* **Petunjuk**
A: Jawab pertanyaan berikut berdasarkan berita tentang banjir di Kampung Sima:
(i) Sejak tahun berapa Kampung Sima sering dilanda banjir?
(ii) Kampung Sima terletak di distrik mana?
(iii) Apa jabatan Robertino Hanebora?
B: Terjemahkan kalimat dari berita banjir Kampung Sima ini ke dalam bahasa Inggris: "Tiap musibah, pasti ada saja rumah yang hanyut atau rusak."
C: Tuliskan lanjutan berita tentang banjir di Kampung Sima, mulai setelah kalimat terakhirnya.

* **Teks Bacaan**
------

Papua No. 1 News Portal | Jubi
Nabire, Jubi – Kampung Sima, Distrik Yaur, semenjak Tahun 2016 sering di landa banjir. Tiap musibah, pasti ada saja rumah yang hanyut atau rusak.
Sekretaris Suku Besar Yerisian Sima, Robertino Hanebora mengungkapkan, beberapa hari terakhir, ramai diperbincangkan disosial media bahkan berbagai kalangan terkait, banjir yang melanda Ibukota Jakarta.
Perbincanganpun ramai dibahas oleh masyarakat Papua, khusus warga Nabire terkait kepemimpinan Gubernur DKI Jakarta Anies Baswedan yang tidak serius dalam menangani banjir di Ibukota Negara Republik Indonesia.
“Tapi, saya rasa aneh dan lucu terkait sorotan – sorotan membangun hingga bercampur hinaaan tersebut. Entah menunjukan keperihatinan atau ikut rame. Sebab kita di Papua serta Nabire masih banyak persoalan yang harus dibenahi. Contohnya kami di Sima yang sering terjadi banjir,” ungkap Hanebore kepada Jubi di Nabire. Minggu (5/1/2020).
Menurutnya, di Papua juga terdapat banyak persoalan. Contohnya seperti banjir yang sering melanda kampung Sima. Bagi Hanebora, kasus banjir di kampung Sima, sudah menjadi hal yang biasa bahkan seolah sudah menjadi “nasib “ warga yang mendiami kampung itu.

------

* **Catatan Data**
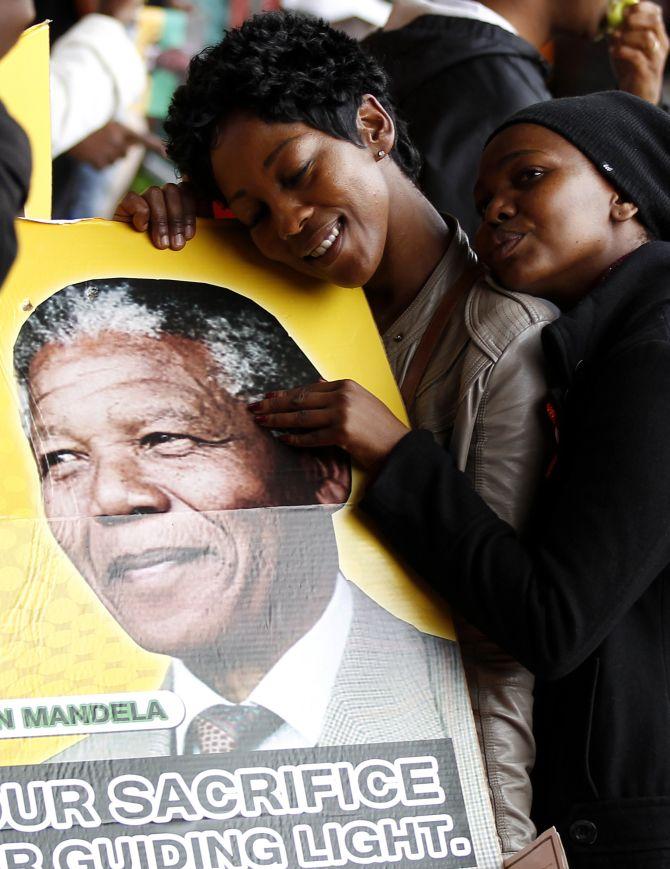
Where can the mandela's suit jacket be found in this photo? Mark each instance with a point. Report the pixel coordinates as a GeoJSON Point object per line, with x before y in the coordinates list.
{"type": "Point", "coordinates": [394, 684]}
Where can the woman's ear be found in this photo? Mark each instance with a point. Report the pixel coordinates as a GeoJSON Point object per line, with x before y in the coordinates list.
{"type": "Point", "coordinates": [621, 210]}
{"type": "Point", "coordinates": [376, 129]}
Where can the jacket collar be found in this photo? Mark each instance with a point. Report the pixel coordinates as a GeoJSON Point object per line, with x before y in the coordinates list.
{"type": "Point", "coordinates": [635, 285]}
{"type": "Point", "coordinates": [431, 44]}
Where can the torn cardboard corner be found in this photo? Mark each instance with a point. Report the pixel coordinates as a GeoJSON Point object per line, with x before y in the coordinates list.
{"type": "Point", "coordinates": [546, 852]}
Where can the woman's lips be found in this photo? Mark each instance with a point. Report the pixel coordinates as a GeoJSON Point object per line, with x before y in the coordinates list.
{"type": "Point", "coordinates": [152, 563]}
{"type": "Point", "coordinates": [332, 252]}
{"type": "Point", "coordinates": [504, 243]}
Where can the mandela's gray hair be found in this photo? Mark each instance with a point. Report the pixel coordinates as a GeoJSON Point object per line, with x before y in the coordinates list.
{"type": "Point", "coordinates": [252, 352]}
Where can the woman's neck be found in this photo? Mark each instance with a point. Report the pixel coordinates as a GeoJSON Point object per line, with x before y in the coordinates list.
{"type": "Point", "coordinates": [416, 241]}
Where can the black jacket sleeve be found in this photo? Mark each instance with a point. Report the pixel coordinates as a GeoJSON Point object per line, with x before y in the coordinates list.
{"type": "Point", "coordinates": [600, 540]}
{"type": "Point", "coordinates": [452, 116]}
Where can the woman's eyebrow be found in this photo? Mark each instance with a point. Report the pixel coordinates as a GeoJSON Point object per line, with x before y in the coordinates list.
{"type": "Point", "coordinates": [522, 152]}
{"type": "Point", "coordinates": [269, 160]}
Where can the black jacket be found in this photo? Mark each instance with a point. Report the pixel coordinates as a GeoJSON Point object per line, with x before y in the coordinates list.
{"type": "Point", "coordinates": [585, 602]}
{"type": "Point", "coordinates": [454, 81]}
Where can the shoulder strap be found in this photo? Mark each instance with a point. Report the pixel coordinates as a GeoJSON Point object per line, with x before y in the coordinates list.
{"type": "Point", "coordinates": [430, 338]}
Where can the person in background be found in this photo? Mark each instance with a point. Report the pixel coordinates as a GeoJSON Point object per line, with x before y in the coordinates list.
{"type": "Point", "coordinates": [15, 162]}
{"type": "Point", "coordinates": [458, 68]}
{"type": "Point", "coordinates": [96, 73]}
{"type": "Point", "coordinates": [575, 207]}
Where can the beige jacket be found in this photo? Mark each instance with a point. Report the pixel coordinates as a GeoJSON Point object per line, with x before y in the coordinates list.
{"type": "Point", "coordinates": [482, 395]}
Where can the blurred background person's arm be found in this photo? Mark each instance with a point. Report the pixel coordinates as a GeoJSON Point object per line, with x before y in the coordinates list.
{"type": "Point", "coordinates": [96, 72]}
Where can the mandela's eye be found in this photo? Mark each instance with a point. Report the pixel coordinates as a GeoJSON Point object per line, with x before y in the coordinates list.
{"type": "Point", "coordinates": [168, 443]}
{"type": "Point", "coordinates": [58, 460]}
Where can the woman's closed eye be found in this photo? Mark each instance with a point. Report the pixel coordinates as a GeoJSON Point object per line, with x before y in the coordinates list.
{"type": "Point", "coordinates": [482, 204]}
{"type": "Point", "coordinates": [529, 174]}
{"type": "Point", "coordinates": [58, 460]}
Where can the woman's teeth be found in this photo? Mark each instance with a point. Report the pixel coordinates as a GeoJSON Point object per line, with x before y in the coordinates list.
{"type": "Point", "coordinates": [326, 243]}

------

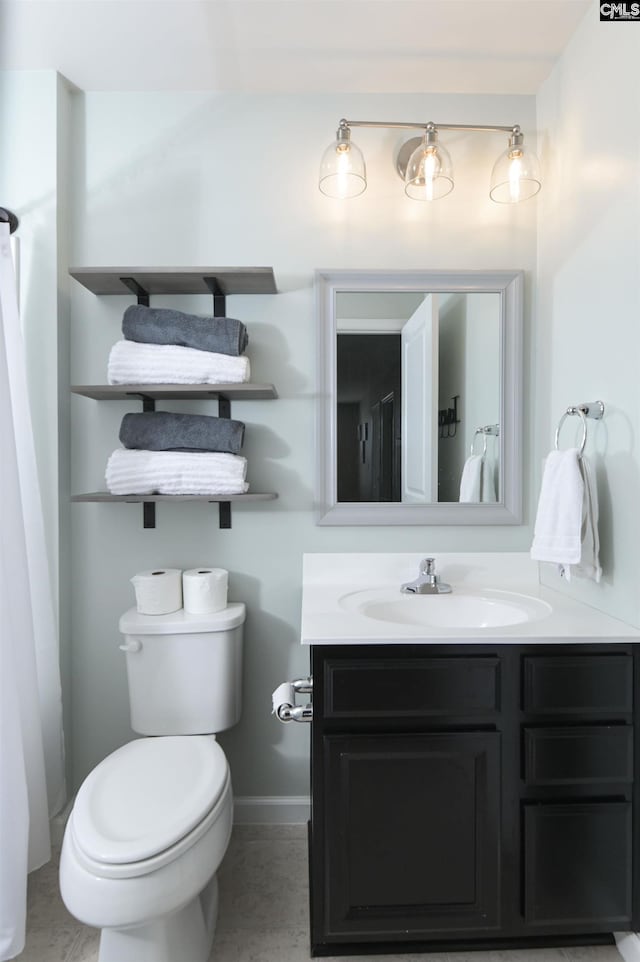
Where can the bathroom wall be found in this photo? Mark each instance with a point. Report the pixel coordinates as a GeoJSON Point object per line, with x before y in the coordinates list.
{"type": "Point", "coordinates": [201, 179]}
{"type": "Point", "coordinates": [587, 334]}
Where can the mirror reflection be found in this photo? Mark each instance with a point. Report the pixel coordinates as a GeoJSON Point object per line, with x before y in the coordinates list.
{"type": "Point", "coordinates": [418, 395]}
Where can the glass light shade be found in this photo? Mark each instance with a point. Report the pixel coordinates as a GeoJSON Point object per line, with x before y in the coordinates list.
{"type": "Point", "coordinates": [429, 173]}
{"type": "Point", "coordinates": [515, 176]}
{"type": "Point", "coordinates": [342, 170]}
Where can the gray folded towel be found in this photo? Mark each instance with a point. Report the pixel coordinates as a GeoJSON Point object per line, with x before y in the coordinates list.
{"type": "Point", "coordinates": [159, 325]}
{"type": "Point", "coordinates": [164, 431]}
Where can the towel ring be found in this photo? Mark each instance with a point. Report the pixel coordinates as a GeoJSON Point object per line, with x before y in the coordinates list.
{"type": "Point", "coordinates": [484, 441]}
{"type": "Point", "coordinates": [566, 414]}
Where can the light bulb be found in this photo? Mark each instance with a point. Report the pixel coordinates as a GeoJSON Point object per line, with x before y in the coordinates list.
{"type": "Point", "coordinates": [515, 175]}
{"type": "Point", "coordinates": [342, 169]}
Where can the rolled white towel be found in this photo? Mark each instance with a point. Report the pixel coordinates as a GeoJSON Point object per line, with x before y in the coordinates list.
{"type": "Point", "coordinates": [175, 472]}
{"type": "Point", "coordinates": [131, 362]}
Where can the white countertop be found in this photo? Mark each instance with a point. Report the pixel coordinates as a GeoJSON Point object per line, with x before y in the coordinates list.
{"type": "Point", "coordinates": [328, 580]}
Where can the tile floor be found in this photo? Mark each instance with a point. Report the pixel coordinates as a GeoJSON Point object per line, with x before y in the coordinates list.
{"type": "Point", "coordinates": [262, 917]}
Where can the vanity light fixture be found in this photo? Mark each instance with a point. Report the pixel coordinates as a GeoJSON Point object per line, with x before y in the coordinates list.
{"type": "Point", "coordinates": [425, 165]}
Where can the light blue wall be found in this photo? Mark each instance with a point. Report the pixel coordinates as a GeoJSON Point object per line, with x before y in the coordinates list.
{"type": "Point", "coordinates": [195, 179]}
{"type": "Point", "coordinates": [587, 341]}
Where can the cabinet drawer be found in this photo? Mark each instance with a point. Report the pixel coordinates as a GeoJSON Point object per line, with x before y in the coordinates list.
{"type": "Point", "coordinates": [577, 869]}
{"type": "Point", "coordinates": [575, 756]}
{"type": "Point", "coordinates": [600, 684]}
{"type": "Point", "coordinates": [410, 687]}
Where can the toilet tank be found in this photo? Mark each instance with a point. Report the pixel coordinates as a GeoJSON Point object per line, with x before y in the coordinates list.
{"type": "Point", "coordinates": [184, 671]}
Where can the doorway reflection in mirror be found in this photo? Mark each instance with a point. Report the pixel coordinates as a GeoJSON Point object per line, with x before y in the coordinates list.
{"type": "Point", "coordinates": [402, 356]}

------

* **Kunci Jawaban**
A:
(i) Sejak tahun 2016.
(ii) Distrik Yaur.
(iii) Sekretaris Suku Besar Yerisian Sima.

B: Every time disaster strikes, there are always houses that get swept away or damaged.

C:
“Banjir Kampung Sima bukan saja terjadi seperti tanggal 1 Januari 2020 beberapa hari lalu yang menganyutkan satu rumah warga. Suku Yerisiam, pemerintah kampung beberapa tokoh papua seperti John NR Gobai, berulang kali melaporkan hal itu kepada pihak terkait. Tapi hasilnya sama saja, tidak ada reaksi. Hanya janji – janji,” terang dia.
Persoalan banjir di Sima, dikatakan Hanebora, disebabkan oleh dua muara aliran sungai. Yakkni sungai lama sudah tidak mengalir. Lalu muara sungai buatan di era HPH (1995 – 2000). Saat itu, Perusahan HPH JDI menormalisasi dengan menutup/membendung muara sungai lama pada
Tahun 1998 dengan gundukan tanah dan kayu gelondongan seadanya.
Tujuannya, agar air sunggai hanya mengalir melalui sungai Sima dan tidak mengalir ke arah kampung Sima. Hal itu dilakukan untuk menghindari terjadi banjir ke kampung di tahun itu.
“Sehingga saat ini, dua muara tersebut perlu ditangani secara permanen, agar luapan banjir dari sungai Sima tidak masuk dan berdampak banjir. penanganan lain adalah, perlu dilakukan Talud sepanjang bibir pantai Sima, karena laju abrasi air laut terhadap pinggiran pantai Sima sudah semakin parah, bila banjir dan ombakk menghantam pantai,” kata Hanebora.
Selain itu, perlu rekomendasi Bupati Nabire. Pada 2019 lalu, anggota DPD Papua John NR Gobai bersama Suku Yerisiam, khususnya Kampung Sima telah berdiskusi dengan Balai Jalan dan Sungai Provinsi Papua guna penanganan banjir terkait. Bahkan Balai Jalan dan Sungai sudah melakukan monitoring lapangan di titik – titik kerawanan banjir.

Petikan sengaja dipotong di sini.